● **EXTRAIT DE PAGE**

====================

Depuis la défaite du Hezbollah au Liban, les diplomates américains se ruent sur la Syrie. L'émissaire au Moyen-Orient George Mitchell, les officiers du Central Command de l'armée américaine, une délégation du Congrès : tous sont en route pour Damas, ou déjà sur place. Pas en position de faiblesse (ce qui aurait pu arriver en cas de victoire du Hezbollah), mais bien pour nouer des relations diplomatiques sérieuses. Bref, la diplomatie américaine va pouvoir mettre en place tout ce que Bush s'était refusé à faire au grand désespoir de bien de ses conseillers : défaire peu à peu les liens qui unissent la Syrie à l'Iran, manœuvre qui pourrait bientôt modifier les rapports de force dans cette région du monde.

====================

● **CONSIGNE A**
D'après l'extrait, quels liens la diplomatie américaine compte-t-elle défaire peu à peu ?
● **CONSIGNE B**
Relevez dans l'extrait tous ceux qui sont en route pour Damas ou déjà sur place.

● **DONNÉES FOURNIES**
====================

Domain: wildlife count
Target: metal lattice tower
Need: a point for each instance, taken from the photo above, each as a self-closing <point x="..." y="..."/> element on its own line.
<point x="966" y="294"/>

====================

● **CORRIGÉ A**
Les liens qui unissent la Syrie à l'Iran.

● **CORRIGÉ B**
- L'émissaire au Moyen-Orient George Mitchell
- Les officiers du Central Command de l'armée américaine
- Une délégation du Congrès